SUPPLIED TEXT →
○ ○ ○ ○

# TP vs TRINITY



## Scottie B (May 22, 2013)

Will a Thunder Power run with the Trinity D 3.5 motors?
I dont want to waste my money on a D 3.5 if the TP I already have will run with them. 
I am running Sportsman Truck 17.5 on a snowbirds size track 40x100....1s lipo

Also, how do you find the "sweet spot" in a brushless motor?

I ran 37 degrees timing on asphalt this past summer and the amp drap was about 2.1 at that setting, now that we are moving back on to carpet I am thinking I will possibly have to adjust that number.

Any help would be greatly appreciated.


----------



## dr voodoo (Mar 13, 2009)

are you running blinky or open

Pretty much the 3.5 will beat the tp if money is tight and you are having fun stay with the tp. its a great motor the d 3.5 after this season might be banned after this season i dont know and dont want too debate here .if you are running blinky . I would leave amps were your at and run mayby a 5.35 too start .. open max timing on speedo - 8 or so on motor with a med 12.3 rotor . try 4.40 i have Fibromialgia my memory is shot i apologise on the open rollout mayby reilley can help on this.


----------



## Scottie B (May 22, 2013)

the speedo is run in blinky...

money isnt tight, Im going to buy what I have to in order to run up front, just didnt know if the tp would run with it


----------



## dr voodoo (Mar 13, 2009)

Well then the 3.5 will stomp it


----------



## Scottie B (May 22, 2013)

○ ○ ○ ○

RAW RECORDS →
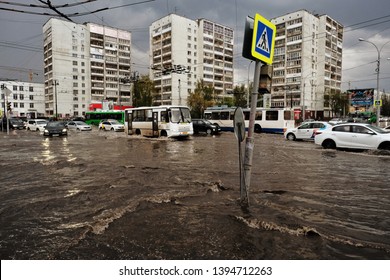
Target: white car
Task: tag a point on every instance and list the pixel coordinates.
(354, 136)
(113, 125)
(306, 131)
(79, 125)
(36, 124)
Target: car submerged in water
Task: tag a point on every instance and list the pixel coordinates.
(201, 125)
(358, 136)
(55, 128)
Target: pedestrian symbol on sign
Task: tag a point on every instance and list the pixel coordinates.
(263, 39)
(263, 42)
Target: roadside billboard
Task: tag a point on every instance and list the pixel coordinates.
(361, 97)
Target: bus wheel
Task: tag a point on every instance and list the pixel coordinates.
(329, 144)
(257, 128)
(163, 133)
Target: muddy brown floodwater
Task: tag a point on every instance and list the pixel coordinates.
(105, 195)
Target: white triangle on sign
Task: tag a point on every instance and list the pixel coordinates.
(263, 41)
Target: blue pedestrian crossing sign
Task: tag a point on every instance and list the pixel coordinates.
(263, 41)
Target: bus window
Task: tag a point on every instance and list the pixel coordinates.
(271, 115)
(215, 116)
(175, 116)
(287, 115)
(139, 116)
(149, 115)
(164, 116)
(186, 114)
(225, 115)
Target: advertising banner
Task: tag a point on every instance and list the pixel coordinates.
(361, 97)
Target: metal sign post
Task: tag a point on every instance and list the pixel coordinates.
(249, 144)
(239, 130)
(261, 33)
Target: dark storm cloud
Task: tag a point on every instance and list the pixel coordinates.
(26, 30)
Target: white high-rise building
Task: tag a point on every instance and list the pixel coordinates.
(185, 51)
(307, 63)
(26, 99)
(84, 64)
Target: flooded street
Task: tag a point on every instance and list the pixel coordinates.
(105, 195)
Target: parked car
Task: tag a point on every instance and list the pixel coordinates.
(55, 128)
(306, 131)
(336, 121)
(78, 125)
(14, 123)
(354, 136)
(36, 124)
(201, 125)
(308, 120)
(113, 125)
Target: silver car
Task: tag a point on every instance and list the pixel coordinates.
(112, 125)
(354, 136)
(79, 126)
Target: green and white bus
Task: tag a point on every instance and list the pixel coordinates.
(94, 117)
(155, 121)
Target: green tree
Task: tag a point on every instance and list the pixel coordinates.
(200, 99)
(143, 92)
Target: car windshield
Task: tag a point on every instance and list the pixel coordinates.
(378, 129)
(54, 124)
(15, 121)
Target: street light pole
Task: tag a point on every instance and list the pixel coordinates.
(55, 83)
(378, 107)
(247, 97)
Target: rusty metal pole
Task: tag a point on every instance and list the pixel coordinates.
(249, 144)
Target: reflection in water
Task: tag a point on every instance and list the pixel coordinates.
(54, 148)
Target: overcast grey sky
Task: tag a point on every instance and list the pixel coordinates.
(21, 37)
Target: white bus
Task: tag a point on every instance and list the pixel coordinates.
(273, 120)
(155, 121)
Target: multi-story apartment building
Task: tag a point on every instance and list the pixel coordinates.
(27, 99)
(307, 63)
(84, 64)
(185, 51)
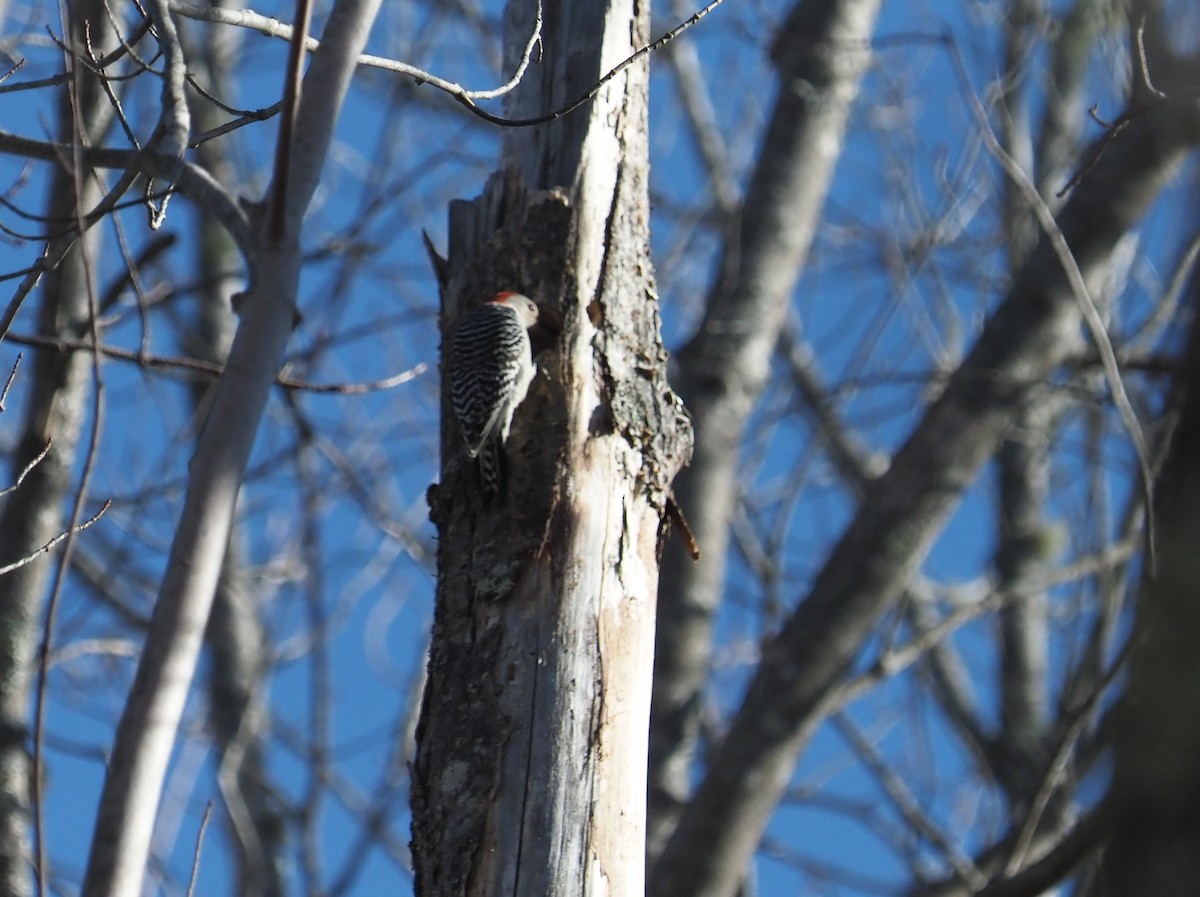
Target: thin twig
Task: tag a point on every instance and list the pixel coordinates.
(196, 852)
(28, 468)
(12, 375)
(1078, 287)
(37, 553)
(213, 369)
(274, 28)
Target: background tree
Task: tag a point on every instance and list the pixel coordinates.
(913, 369)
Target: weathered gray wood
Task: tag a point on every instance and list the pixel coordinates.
(531, 766)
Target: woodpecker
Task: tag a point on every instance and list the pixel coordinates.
(491, 367)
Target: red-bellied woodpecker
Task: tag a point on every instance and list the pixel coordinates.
(491, 366)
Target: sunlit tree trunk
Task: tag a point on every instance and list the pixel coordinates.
(531, 770)
(59, 386)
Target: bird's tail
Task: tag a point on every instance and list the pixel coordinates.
(491, 470)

○ ○ ○ ○

PROBLEM SET →
**a.** Please repeat the thread on Thunder Power versus Trinity motors from "I ran 37 degrees" up to and including "be greatly appreciated.".
**b.** Carry on the Thunder Power versus Trinity motor thread from the point where it stops.
Nothing in the listing is needed here.

REPLIES →
**a.**
I ran 37 degrees timing on asphalt this past summer and the amp drap was about 2.1 at that setting, now that we are moving back on to carpet I am thinking I will possibly have to adjust that number.

Any help would be greatly appreciated.

**b.**
my thinking was that the thunderpower can handle more heat than most motors, so I was going to increase timing until the temp got around 165-170, as long as the voltage wasnt dropping off to quickly. its running around 150 now but that is out in the 100 degree north carolina humidity, on a much bigger asphalt oval.


----------



## dr voodoo (Mar 13, 2009)

Well thinking is one thing but that's my opinion and I'm sticking too it have fun


----------



## Scottie B (May 22, 2013)

no doubt, thanks for the info!


----------



## race71 (Oct 20, 2010)

dr voodoo said:


> Well thinking is one thing but that's my opinion and I'm sticking too it have fun


He neglected to tell you that he is a Trinity mouth piece.

How ever he is mostly right. I have seen a TP keep up with a A+ driver driving it.


----------



## bojangles (Nov 6, 2009)

I run on much a smaller track than the size you are referencing but I can tell you without any hesitation that the 3.5 with the turquoise rotor was the motor of choice for all the spec classes. I don't know what rotor the open guys used but the motor was still the 3.5. Lets put it this way, if the motor (17.5 turn D3.5) wasn't as dominate as it is and the other motor manufactures were able to run right along with it would there have been any question to legality of the motor? Keep in mind though that the D3.5 will not be legal for the entire season with a cut off date to coincide the release of their new motor (if my memory serves me correctly.) 

Yes, Voodoo is a mouthpiece for Trinity but if you have the stats to back up your claims it is easy to speak your mind and Trinity has those stats. The link below is a press release from trinity following the Snowbirds race.

http://www.trinityrc.net/wp-content/uploads/2013/02/Birds-Oval.jpg


----------



## Scottie B (May 22, 2013)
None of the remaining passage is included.